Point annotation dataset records
— Begin —

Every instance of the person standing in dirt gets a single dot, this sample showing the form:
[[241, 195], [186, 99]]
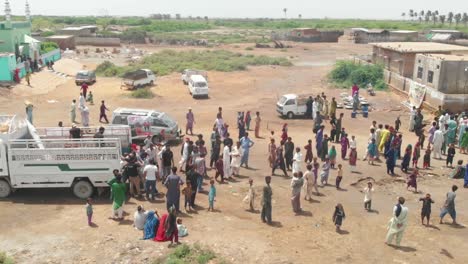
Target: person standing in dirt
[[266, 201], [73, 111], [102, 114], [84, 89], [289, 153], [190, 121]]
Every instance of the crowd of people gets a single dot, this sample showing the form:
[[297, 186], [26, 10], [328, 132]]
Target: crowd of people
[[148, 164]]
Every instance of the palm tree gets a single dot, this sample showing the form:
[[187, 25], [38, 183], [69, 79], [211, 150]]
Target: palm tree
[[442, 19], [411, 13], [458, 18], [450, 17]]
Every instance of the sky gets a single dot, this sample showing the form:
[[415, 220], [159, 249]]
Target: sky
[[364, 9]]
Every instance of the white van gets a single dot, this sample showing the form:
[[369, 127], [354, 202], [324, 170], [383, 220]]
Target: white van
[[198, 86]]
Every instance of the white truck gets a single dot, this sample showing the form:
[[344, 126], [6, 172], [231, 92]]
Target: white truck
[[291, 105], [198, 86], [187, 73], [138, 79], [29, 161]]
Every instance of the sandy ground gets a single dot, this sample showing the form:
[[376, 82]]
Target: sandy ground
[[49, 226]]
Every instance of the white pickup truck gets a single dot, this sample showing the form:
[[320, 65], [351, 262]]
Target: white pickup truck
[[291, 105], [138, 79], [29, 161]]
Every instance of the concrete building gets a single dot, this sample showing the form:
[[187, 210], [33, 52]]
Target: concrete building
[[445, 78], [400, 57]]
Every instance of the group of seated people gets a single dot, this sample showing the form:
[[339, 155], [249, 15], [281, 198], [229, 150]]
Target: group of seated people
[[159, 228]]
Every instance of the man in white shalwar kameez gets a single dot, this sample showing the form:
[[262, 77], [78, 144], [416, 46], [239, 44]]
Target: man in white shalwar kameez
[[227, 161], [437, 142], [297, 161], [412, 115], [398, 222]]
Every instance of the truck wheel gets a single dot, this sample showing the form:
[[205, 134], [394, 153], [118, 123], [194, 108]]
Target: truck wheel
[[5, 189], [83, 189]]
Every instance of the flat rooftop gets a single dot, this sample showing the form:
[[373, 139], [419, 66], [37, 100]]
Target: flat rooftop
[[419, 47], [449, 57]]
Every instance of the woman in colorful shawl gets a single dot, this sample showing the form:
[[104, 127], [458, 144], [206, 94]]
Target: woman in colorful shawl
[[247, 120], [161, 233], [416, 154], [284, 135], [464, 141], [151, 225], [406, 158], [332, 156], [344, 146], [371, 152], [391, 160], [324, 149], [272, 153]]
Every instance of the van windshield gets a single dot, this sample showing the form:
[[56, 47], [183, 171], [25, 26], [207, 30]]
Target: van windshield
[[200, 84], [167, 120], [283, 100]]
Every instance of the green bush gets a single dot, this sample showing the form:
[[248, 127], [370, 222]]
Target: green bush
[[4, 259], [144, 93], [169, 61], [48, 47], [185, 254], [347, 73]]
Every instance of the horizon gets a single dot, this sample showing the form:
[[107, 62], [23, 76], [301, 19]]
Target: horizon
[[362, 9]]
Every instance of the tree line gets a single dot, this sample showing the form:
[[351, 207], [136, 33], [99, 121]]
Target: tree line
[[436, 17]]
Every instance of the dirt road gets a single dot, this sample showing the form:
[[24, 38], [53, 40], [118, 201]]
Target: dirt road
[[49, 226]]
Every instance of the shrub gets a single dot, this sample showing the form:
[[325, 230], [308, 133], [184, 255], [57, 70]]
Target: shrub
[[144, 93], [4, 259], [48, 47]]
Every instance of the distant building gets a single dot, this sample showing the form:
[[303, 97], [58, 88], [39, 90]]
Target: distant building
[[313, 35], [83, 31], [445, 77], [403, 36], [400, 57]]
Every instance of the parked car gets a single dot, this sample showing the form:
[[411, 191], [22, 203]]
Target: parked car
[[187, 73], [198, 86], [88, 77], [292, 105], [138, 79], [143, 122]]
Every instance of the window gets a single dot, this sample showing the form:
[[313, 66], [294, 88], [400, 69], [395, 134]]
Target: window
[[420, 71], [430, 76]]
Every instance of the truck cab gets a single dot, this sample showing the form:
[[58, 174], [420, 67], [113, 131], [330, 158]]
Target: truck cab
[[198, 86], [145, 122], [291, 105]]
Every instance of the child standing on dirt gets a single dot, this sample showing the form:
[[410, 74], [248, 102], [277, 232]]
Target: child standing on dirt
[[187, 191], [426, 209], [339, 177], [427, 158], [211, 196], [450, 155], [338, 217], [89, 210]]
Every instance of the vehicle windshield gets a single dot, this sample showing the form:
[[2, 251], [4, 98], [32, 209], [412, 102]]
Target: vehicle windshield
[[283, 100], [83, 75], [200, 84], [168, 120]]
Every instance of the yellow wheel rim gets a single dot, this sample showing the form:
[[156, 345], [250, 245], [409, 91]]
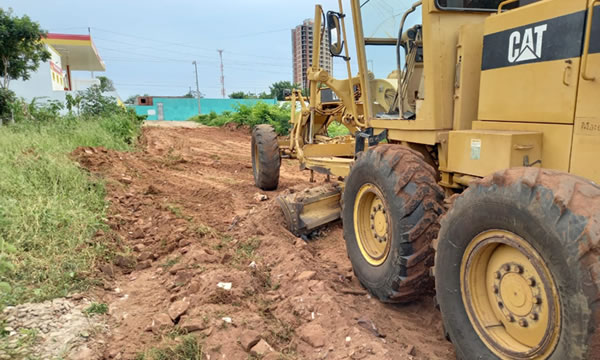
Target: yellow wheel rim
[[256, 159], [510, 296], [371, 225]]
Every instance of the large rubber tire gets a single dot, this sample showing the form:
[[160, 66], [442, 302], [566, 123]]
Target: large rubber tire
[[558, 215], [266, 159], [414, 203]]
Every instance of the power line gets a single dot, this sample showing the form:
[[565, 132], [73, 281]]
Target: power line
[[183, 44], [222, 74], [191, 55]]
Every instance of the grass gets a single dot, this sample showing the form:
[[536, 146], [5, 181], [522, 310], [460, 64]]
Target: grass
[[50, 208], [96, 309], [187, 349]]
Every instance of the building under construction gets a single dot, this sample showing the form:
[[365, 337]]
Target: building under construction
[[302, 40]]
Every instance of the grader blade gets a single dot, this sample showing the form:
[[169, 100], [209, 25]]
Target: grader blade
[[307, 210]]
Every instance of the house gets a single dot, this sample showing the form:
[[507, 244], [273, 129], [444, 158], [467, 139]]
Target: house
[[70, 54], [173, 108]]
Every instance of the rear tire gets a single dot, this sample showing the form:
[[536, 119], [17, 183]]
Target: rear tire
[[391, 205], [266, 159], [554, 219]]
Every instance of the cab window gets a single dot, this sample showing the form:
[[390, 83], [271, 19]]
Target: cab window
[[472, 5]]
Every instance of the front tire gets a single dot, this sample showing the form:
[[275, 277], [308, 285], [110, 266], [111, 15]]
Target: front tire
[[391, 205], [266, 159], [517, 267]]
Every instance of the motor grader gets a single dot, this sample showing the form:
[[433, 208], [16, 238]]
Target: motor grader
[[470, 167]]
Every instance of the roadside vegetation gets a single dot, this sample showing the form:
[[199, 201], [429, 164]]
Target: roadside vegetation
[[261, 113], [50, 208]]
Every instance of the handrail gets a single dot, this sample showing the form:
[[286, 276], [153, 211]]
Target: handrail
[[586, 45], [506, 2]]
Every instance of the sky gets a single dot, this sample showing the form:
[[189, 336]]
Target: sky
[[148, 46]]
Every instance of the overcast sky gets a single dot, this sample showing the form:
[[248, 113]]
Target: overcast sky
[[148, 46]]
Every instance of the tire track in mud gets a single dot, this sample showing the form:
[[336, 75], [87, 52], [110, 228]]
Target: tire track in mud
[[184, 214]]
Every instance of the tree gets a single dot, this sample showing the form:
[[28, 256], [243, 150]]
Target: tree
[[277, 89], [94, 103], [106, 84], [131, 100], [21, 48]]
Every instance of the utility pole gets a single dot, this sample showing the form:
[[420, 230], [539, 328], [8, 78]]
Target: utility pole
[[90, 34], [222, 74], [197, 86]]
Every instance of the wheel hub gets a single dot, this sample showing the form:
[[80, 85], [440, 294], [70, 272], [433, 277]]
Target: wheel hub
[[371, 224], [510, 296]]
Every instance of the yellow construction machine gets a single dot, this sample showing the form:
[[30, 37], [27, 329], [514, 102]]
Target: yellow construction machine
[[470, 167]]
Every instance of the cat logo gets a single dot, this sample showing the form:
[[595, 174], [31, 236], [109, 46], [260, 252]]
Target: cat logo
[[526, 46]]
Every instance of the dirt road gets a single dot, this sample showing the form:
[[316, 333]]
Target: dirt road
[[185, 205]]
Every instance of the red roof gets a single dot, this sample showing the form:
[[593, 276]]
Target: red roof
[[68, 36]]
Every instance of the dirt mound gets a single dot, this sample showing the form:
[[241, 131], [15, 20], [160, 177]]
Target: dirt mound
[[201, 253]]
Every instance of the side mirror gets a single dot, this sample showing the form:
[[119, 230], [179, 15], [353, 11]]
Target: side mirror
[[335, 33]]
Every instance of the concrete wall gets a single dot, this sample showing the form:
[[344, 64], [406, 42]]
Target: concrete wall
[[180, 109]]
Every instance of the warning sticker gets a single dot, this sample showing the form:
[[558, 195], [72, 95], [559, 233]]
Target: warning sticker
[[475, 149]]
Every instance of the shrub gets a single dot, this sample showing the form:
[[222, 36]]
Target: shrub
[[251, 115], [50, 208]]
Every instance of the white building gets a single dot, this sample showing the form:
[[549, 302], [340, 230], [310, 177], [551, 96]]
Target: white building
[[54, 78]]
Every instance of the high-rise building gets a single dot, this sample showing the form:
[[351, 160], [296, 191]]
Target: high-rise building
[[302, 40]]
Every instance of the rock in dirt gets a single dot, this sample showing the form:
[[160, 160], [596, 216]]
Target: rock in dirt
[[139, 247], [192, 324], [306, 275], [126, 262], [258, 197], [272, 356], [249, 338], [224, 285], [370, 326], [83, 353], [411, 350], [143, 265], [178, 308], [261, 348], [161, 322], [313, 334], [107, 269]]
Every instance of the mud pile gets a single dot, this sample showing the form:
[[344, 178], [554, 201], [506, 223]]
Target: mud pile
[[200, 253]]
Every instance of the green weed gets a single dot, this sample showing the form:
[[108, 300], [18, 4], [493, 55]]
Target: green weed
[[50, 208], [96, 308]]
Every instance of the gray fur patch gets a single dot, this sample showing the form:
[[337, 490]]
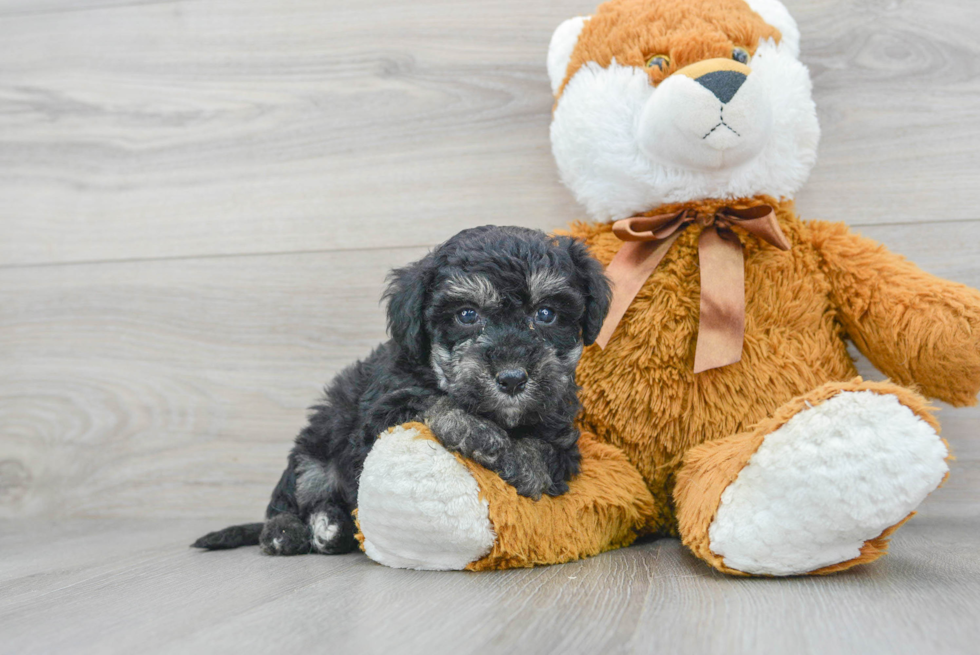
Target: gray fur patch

— End —

DO THIS |
Copy out the lines above, from the one containing "Every instance of the side" through the one containing "[[251, 115], [50, 208]]".

WRITTEN ANSWER |
Every instance of the side mirror gets a single dot, this sample showing the form:
[[119, 230], [179, 15], [353, 11]]
Target: side mirror
[[335, 33]]
Every instance of the concrete wall gets a single dot, this sample showing the form:
[[344, 64], [406, 42]]
Target: concrete wall
[[180, 109]]
Every instance of the warning sticker gets a single dot, this sample showing the form:
[[558, 195], [72, 95], [559, 233]]
Target: warning sticker
[[475, 149]]
Every instance of the shrub gets a single dot, this sample showing the form:
[[222, 36]]
Target: shrub
[[251, 115], [50, 208]]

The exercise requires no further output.